Source data: Begin

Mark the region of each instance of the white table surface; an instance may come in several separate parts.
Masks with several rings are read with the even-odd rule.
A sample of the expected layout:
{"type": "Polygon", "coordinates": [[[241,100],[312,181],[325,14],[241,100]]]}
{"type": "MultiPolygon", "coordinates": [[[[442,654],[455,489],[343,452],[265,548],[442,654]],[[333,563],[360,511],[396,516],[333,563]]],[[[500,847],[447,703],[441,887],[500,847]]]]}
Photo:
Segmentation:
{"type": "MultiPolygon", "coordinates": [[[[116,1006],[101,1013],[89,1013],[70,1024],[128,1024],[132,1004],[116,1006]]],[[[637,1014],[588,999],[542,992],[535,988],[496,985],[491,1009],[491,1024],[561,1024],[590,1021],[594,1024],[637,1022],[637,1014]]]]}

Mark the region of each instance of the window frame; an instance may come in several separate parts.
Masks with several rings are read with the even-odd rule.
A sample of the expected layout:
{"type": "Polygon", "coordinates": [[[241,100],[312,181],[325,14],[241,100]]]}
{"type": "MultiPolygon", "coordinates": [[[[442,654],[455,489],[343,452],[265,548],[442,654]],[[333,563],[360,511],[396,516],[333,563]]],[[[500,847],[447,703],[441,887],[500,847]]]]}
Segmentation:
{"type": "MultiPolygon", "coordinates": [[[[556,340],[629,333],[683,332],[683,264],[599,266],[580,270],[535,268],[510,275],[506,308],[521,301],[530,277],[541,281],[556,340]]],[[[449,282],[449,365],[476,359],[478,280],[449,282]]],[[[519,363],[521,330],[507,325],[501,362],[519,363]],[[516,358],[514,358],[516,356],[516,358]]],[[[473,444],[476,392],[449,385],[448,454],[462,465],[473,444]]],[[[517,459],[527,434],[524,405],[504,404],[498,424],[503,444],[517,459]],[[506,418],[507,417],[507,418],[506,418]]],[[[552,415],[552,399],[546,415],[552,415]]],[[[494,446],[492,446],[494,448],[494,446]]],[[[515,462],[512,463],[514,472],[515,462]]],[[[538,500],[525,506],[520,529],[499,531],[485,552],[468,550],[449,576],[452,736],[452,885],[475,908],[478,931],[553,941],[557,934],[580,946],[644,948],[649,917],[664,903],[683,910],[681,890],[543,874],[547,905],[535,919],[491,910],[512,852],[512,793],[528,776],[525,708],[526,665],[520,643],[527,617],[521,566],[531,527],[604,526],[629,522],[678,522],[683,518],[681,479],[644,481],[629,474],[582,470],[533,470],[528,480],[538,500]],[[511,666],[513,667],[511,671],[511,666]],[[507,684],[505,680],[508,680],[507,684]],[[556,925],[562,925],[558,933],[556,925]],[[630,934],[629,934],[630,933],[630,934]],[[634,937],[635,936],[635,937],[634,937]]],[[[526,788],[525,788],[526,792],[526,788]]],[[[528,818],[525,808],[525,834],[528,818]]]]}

Source data: End

What this task involves: Whenever a line in the records above contains the string "parts", copy that line.

Worked solution:
Mark the region of each instance of the white table surface; an instance may come in several separate parts.
Mark the region of each instance of the window frame; an instance may come in several separate parts.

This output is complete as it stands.